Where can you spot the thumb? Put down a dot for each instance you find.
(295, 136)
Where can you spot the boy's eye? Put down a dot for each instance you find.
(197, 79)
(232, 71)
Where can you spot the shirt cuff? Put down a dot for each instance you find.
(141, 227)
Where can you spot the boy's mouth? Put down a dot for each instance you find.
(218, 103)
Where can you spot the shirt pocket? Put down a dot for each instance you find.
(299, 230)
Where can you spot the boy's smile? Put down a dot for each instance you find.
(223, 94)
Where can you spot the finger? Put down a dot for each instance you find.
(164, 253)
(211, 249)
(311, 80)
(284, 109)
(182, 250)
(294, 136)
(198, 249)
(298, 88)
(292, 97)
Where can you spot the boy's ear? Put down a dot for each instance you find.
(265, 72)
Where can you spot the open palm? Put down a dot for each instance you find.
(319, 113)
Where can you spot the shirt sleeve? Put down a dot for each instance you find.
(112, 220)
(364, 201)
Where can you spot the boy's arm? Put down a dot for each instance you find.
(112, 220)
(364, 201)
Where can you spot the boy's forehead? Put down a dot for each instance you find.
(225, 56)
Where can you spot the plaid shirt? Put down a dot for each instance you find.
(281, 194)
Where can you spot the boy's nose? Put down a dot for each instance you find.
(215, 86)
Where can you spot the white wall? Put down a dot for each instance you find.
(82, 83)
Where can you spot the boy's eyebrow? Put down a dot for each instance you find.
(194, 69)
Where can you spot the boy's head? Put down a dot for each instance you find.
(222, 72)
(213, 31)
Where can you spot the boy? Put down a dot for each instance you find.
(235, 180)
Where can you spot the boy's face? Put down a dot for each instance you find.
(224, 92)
******
● **TASK PROMPT**
Repeat the material word for word, with no line missing.

● **RESULT OF THE TASK**
Where can you spot the thumb? Put down a dot for each instance you find.
(295, 136)
Where can you spot the boy's eye? Put down a dot for each instance you find.
(197, 79)
(232, 71)
Where can you spot the shirt cuff? Put down a dot for each instance you find.
(141, 227)
Where can you spot the boy's mouth? Put down a dot for each instance you find.
(218, 103)
Where can you spot the shirt pocket? Put down a dot for each instance you find.
(299, 230)
Where can you spot the boy's smile? Put down a dot for each instance you find.
(223, 94)
Where can you spot the finger? Put down a dot for each instance you find.
(164, 253)
(211, 249)
(311, 80)
(284, 109)
(182, 250)
(294, 136)
(198, 249)
(298, 88)
(292, 97)
Where can you spot the boy's ear? Put down a dot for each instance you find.
(265, 72)
Where can you spot the open palm? Put down a dot for each instance you find.
(319, 113)
Where can you spot the shirt sleeve? Put down a dot for each instance you find.
(112, 220)
(364, 201)
Where can you spot the boy's arm? Put down a dot for each instance you find.
(112, 220)
(364, 201)
Where can you spot the boy's forehead? Put down a dot for each instance you find.
(225, 56)
Where can you spot the plaid shirt? Put down a dot for each instance you find.
(281, 194)
Where can you spot the boy's nose? Put down a dot for each instance you find.
(215, 86)
Where can you spot the white wall? Put down a dot for each instance you find.
(82, 83)
Where can you spot the boy's eyebrow? Put down a dot for each instance you find.
(194, 69)
Where can you spot the boy's head? Put down a dot for each instance you find.
(222, 72)
(213, 31)
Where can you spot the boy? Put down a dot for each instance you find.
(235, 180)
Where can you spot the boy's face? Put down a dot for each instance you find.
(224, 92)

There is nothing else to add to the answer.